» **DESCRIPTION OF THE TASK**:
Return every line of the entries below that contains the string "sunglasses". Case counts when matching.

================================

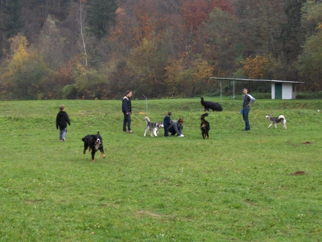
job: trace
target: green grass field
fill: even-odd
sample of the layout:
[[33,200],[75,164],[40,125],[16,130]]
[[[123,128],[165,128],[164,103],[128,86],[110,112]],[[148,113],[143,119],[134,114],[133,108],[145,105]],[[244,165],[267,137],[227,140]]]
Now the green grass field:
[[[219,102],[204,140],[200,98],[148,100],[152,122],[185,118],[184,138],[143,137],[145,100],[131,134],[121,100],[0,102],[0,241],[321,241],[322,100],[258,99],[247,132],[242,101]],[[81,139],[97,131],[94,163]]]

================================

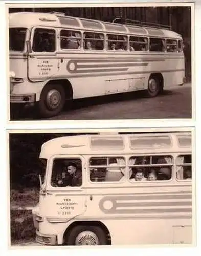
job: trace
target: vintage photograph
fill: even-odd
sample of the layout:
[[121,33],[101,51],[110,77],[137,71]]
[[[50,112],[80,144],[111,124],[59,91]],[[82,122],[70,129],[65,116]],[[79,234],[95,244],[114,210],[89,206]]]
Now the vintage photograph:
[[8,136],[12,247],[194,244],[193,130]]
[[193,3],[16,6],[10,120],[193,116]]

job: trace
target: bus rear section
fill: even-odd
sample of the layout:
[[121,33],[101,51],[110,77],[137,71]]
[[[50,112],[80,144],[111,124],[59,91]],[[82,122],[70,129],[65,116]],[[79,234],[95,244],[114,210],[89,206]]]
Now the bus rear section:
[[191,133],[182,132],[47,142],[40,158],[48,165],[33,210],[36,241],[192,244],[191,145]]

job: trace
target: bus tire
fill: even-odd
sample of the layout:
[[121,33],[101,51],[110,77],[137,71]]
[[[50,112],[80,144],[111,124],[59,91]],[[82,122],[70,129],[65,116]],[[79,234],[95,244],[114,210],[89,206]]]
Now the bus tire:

================================

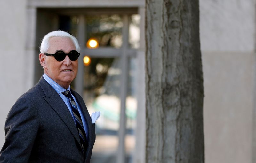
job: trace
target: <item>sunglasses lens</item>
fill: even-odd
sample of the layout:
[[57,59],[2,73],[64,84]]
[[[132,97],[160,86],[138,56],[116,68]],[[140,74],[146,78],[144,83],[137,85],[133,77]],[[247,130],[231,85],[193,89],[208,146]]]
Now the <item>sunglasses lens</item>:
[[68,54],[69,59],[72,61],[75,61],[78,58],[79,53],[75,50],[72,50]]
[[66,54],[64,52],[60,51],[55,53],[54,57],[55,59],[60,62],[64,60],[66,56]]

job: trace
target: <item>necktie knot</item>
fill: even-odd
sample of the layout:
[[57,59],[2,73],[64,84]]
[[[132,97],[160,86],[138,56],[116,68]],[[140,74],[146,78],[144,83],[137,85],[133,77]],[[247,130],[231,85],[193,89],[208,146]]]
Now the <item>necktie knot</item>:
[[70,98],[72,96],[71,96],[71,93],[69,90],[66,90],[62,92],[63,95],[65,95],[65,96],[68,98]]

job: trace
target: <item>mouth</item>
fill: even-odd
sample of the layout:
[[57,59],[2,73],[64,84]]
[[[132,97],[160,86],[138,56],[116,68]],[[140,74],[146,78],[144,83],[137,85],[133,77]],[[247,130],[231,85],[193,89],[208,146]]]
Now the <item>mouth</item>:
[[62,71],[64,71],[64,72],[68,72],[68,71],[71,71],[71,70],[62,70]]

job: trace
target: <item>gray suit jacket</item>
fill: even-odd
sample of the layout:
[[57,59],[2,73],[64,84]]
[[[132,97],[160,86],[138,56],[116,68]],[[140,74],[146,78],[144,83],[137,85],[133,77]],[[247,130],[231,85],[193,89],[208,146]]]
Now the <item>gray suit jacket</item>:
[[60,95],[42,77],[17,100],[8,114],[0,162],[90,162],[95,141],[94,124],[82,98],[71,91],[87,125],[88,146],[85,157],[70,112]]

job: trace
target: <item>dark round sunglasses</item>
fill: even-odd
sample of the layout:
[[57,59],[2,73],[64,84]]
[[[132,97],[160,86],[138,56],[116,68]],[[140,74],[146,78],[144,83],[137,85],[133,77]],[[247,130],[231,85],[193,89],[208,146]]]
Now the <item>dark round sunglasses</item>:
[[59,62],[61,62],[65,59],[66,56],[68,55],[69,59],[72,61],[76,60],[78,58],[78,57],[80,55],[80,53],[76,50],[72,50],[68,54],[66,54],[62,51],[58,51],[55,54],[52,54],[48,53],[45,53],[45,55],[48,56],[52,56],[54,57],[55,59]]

================================

» **THE RESPONSE**:
target: <item>sunglasses lens</item>
Now the <item>sunglasses lens</item>:
target: <item>dark round sunglasses</item>
Now the <item>dark round sunglasses</item>:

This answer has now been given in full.